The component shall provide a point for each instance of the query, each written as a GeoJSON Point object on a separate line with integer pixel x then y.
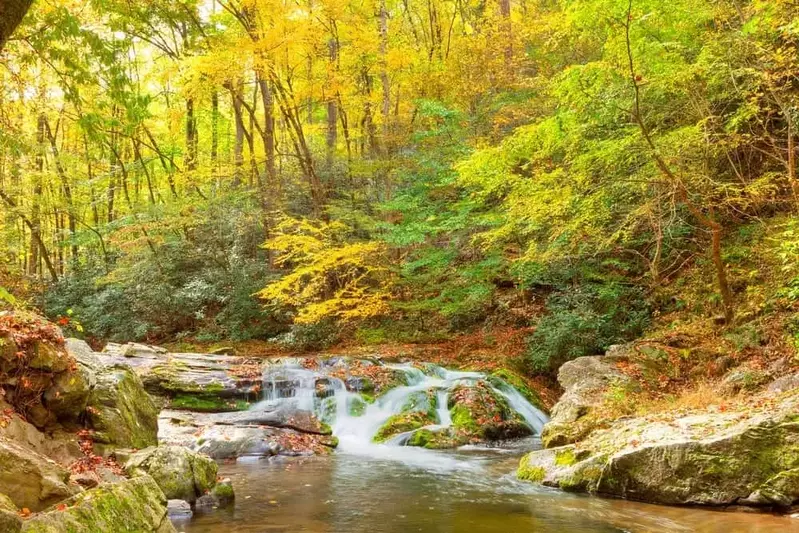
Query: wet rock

-*-

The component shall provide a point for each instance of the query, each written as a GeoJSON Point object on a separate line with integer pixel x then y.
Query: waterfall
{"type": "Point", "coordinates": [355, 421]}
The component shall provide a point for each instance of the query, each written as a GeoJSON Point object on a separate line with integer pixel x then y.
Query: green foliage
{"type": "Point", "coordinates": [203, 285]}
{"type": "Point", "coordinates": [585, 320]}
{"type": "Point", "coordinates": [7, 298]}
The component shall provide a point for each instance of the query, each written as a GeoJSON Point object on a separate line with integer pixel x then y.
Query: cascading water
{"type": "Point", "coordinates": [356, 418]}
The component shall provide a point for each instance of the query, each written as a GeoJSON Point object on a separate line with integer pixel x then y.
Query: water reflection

-*-

### Goal of the exercise
Would you copy out exactly the lines above that start at the one containing "Query: green foliage" and end at the one containing "Query: water reflection", inclusive?

### Expected answer
Query: green foliage
{"type": "Point", "coordinates": [203, 285]}
{"type": "Point", "coordinates": [585, 320]}
{"type": "Point", "coordinates": [7, 298]}
The component shall provide a point for each instance of the query, each written as a GeoJSON Point object on a separate line with integer pixel x then y.
Query: cascading water
{"type": "Point", "coordinates": [356, 418]}
The component shall provide a point for each instance of the query, each written as a GeoJSON Point object on a separate line with integer pixel x then y.
Query: water reflection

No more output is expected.